*Task prompt:* Print the listing below in its entirety, character for character.

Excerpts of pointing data
+++++
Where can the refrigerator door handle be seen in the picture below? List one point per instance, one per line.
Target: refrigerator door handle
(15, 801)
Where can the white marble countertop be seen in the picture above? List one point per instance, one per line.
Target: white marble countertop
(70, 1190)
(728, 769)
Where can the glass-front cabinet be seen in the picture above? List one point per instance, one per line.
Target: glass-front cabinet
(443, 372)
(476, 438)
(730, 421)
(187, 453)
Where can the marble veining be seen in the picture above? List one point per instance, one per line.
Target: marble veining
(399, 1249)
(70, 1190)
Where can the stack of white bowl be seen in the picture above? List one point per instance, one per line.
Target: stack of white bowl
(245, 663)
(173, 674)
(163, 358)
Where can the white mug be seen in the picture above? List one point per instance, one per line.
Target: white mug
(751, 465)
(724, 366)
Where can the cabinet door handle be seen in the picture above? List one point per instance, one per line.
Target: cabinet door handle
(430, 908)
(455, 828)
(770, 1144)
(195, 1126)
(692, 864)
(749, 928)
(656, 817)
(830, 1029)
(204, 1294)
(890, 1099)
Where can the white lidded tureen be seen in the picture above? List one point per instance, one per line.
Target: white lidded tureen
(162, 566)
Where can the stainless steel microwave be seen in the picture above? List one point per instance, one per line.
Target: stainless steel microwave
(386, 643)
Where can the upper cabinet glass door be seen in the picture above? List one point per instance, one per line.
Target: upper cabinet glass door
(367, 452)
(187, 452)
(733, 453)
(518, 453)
+++++
*Solution:*
Where can the refrigerator door handle be seen in the picture below? List one point per instance, one per line.
Target: refrigerator door handle
(15, 801)
Where can the white marble countertop be seen in the picture above? List one point per instance, one per line.
Target: white marble countertop
(70, 1190)
(728, 769)
Where can the glass-front cabinet be seen in the picture above? List one point per instance, one per line.
Target: glass-front cabinet
(443, 372)
(476, 438)
(730, 421)
(187, 453)
Where can the marble veining be seen in the picture above? List one point per instance, one per line.
Target: marble veining
(399, 1249)
(70, 1190)
Where can the stack of white bowl be seen in the picture above? List one point per instance, one per line.
Target: stack of white bowl
(245, 663)
(173, 674)
(163, 358)
Where can the white mug be seen in the picture above? List one point per instance, one per line.
Target: white mug
(751, 465)
(724, 366)
Where can the cabinet door handle be seen in the picture above? List one point per instance, one per line.
Target: cabinet door handle
(430, 908)
(455, 828)
(770, 1144)
(195, 1126)
(692, 864)
(749, 928)
(656, 817)
(830, 1029)
(204, 1294)
(890, 1099)
Where can the white lidded tureen be seen in the picture above? List one point per instance, one per line.
Target: white lidded tureen
(162, 566)
Where can the stainless steel microwave be seen in the picture above? List one point per instance, one per line.
Target: stainless steel microwave
(386, 643)
Where can the upper cabinet glass door be seen in the picture above? List one point per instance, one per line.
Target: upper cabinet glass door
(367, 452)
(187, 452)
(733, 453)
(518, 453)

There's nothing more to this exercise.